▸ **PROBLEM DESCRIPTION**
The answer must be the full listing, retyped exactly.

*-*-*

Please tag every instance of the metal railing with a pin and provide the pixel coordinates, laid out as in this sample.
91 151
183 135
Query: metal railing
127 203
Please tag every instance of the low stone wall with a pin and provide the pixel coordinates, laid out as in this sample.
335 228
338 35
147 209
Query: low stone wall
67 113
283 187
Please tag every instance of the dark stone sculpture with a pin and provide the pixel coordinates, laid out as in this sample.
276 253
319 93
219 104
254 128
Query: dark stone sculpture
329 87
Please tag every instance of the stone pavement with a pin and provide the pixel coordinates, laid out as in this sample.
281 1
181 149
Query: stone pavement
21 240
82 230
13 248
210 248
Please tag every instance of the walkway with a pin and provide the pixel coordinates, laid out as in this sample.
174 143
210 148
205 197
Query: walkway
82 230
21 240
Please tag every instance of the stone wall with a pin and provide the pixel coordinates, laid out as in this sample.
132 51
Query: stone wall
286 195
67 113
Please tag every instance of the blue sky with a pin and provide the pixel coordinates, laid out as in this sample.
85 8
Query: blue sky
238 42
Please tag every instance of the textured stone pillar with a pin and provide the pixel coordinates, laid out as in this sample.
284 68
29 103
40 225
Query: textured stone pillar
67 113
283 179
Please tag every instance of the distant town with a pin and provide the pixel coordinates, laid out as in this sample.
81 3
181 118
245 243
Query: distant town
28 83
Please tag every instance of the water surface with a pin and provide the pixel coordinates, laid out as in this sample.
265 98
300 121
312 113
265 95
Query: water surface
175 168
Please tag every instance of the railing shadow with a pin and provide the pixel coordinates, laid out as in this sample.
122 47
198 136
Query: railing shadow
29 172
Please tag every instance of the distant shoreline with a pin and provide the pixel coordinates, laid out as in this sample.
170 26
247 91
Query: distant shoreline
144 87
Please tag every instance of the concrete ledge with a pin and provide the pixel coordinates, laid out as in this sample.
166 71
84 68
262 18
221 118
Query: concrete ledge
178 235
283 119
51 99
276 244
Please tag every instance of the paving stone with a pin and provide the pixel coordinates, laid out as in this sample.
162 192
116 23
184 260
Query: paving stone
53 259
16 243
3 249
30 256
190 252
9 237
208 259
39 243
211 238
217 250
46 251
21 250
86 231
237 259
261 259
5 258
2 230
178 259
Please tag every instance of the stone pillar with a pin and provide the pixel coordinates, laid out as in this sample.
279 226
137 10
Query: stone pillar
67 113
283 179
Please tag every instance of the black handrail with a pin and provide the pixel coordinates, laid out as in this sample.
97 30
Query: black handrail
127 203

*-*-*

▸ **TASK OUTPUT**
Please tag every instance of the metal railing with a pin and provide the pixel coordinates, laid out as in this sample.
91 151
183 135
Query: metal railing
127 203
Please tag every instance of the low stone wall with a pin and provide the pixel coordinates, laid out as in this sample.
335 228
338 35
147 209
Query: low stone wall
67 113
283 187
Please tag every instance of the dark stone sculpture with a pin and provide the pixel coordinates, laid out as in this sample.
276 253
319 93
219 104
254 128
Query: dark stone sculpture
329 87
Please tag every instance of the stone pavement with a pin and provide the pixel coordinates, laid out as in this sample.
281 1
181 149
Query: stone pavement
21 240
82 230
13 248
210 248
Please tag every instance of the walkway with a pin and provide the pixel coordinates, laid out as in this sample.
174 143
210 148
205 197
Query: walkway
82 230
21 240
Please tag every instance of the stone wall with a pin and provide the pixel coordinates, laid out as in this sample.
132 51
Query: stone wall
286 195
67 113
Please tag every instance of the blue sky with a pin and provide the pixel coordinates, laid out as in this sample.
85 8
Query: blue sky
238 42
Please tag every instance of the textured stone pillar with a pin and provide the pixel coordinates, laid out as in this sample.
284 68
29 103
40 225
Query: textured stone pillar
67 113
283 179
Please tag every instance of the distant town with a pin and provide the pixel coordinates, laid out as in this sample.
81 3
181 118
245 243
Query: distant town
28 83
Please tag every instance of the water surface with a pin and provide the pixel coordinates, laid out as in this sample.
265 98
300 121
312 113
265 95
Query: water surface
175 168
Please tag every instance of the railing shadow with a pin and provide the pixel coordinates, laid out as in this sample.
122 47
198 136
Query: railing shadow
29 172
Please tag every instance of the distant shoreline with a pin and provide the pixel coordinates, laid out as in this sample.
170 26
247 91
Query: distant shoreline
144 87
Please tag every instance of the concrete ledge with a pin and provide the pixel coordinates, laid out as in this sample.
166 71
84 68
262 18
221 118
Query: concrete ledge
178 235
283 119
51 99
276 244
Please tag every instance of the paving stone with a pin and provide the pixel coordinates, laid out as in this sample.
162 192
116 23
184 260
Query: paving stone
53 259
16 243
3 249
30 256
190 252
9 237
208 259
39 243
211 238
217 250
46 251
21 250
86 231
237 259
261 259
5 258
2 230
178 259
Please tag every instance of the stone pillar with a pin and provide the pixel coordinates, laid out as in this sample.
279 226
137 10
Query: stone pillar
67 113
283 179
Please tag every instance of the black handrail with a pin and provide the pixel coordinates, laid out as in this sample.
97 30
Query: black handrail
127 203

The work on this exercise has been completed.